--- Görev tanımı 1 ---
Aşağıdaki Danıştay kararının en başında etiket ve iki noktayla verilen tüm bilgileri, etiketleri ve değerleriyle birlikte listeleyin.

--- Alıntı metin ---
********

Esas No: 2019/997
Karar No: 2022/4259
Karar Tarihi: 21.06.2022
Danıştay 8. Daire 2019/997 Esas 2022/4259 Karar Sayılı İlamı
Danıştay 8. Daire Başkanlığı 2019/997 E. , 2022/4259 K.Özet:
Davacı, geçici köy korucusu olarak görev yaparken göreve katılmadığı gerekçesiyle görevine son verilmesine karşı dava açmıştır. İlk derece mahkemesi, savunma hakkının tanınmadığı gerekçesiyle dava konusu işlemi iptal etmiş ve yoksun kalınan parasal hakların tazmini gerektiğine karar vermiştir. Bölge idare mahkemesi ise İdare Mahkemesi kararının usul ve hukuka uygun olduğunu belirterek istinaf başvurusunu reddetmiştir. Davalı idare temyiz istemiyle karara itiraz etmiştir.
Danıştay Sekizinci Dairesi, Bölge İdare Mahkemesi kararının dava konusu işleme ilişkin kısmının usul ve hukuka uygun olduğunu ve temyiz nedenlerinin bu kısmın bozulmasını gerektirecek nitelikte olmadığını belirtmiştir. Ancak, savunma hakkının tanınmaması sebebiyle işlemin iptal edilmesi durumunda, idari yargı mercileri tarafından verilen iptal kararlarının geriye yürüyerek, işlem tesis edildiği andan itibaren hiç tesis edilmemiş gibi ortadan kaldırdığına dikkat çekmiştir. Bu sebeple yoksun kalınan parasal haklar hakkında bir karar verilebilmesi için davacıya savunma hakkının tanınması gerektiğini bel
"İçtihat Metni"

********

--- Görev tanımı 2 ---
Lütfen aşağıdaki satırlardan kaçının "window" dizesini içerdiğini sayın ve yalnızca sayıyı yazın. Büyük ve küçük harf ayrımı dikkate alınır.

********

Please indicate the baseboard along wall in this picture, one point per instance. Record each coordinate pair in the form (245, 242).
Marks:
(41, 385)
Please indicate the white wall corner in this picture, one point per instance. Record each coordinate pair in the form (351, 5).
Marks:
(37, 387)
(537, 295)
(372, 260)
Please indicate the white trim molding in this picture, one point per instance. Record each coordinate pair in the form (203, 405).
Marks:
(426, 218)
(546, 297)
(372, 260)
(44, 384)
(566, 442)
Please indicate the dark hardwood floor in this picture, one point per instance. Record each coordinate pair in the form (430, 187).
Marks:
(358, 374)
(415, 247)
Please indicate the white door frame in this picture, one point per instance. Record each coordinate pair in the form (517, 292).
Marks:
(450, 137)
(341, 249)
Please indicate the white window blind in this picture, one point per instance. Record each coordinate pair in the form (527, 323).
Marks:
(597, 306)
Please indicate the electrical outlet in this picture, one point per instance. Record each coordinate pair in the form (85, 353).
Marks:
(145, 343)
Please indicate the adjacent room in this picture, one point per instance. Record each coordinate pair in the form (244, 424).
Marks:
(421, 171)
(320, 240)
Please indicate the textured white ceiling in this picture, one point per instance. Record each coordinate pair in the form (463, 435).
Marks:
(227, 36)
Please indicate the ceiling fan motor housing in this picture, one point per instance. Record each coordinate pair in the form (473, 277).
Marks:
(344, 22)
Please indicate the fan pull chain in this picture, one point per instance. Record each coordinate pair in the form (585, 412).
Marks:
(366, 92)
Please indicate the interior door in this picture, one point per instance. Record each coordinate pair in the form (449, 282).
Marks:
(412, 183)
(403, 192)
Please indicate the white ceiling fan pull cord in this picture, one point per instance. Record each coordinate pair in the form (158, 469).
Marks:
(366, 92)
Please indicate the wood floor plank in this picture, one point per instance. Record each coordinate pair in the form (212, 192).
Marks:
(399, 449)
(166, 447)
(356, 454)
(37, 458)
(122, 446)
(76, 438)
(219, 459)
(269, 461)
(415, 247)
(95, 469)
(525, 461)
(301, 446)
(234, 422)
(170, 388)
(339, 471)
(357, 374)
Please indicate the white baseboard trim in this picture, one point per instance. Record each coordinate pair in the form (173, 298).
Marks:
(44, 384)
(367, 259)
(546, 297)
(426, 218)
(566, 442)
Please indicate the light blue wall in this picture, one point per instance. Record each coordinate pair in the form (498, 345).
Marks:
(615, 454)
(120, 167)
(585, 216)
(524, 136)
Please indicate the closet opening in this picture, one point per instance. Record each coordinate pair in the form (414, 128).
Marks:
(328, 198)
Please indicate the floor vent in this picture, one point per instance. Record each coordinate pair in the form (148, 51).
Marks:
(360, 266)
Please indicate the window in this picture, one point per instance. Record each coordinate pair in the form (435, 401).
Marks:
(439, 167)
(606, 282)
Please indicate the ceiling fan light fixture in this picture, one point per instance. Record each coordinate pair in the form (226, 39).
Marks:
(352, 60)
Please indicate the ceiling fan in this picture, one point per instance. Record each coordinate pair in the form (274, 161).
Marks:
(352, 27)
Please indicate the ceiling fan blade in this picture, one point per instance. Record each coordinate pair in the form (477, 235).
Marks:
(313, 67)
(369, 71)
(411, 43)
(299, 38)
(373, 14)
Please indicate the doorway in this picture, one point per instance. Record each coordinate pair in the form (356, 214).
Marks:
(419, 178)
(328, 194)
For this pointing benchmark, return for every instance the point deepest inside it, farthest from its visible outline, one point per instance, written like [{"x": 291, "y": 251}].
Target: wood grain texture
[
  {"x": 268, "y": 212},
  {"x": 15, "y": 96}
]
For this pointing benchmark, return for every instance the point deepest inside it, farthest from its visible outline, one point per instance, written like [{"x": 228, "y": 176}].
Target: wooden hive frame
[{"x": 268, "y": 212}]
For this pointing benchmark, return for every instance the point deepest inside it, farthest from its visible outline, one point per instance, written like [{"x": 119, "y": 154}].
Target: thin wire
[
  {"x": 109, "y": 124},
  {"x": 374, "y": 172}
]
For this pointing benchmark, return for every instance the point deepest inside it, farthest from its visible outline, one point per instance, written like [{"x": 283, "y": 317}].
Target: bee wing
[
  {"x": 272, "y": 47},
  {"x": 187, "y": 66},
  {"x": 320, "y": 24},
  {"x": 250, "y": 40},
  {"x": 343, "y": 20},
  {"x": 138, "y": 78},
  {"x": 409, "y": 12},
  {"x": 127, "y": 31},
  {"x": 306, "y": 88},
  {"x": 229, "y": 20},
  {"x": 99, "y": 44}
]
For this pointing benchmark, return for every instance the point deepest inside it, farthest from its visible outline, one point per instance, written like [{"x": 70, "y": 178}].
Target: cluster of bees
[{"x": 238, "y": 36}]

********

--- Alıştırma çıktısı 1 ---
- Esas No: 2019/997
- Karar No: 2022/4259
- Karar Tarihi: 21.06.2022

--- Alıştırma çıktısı 2 ---
2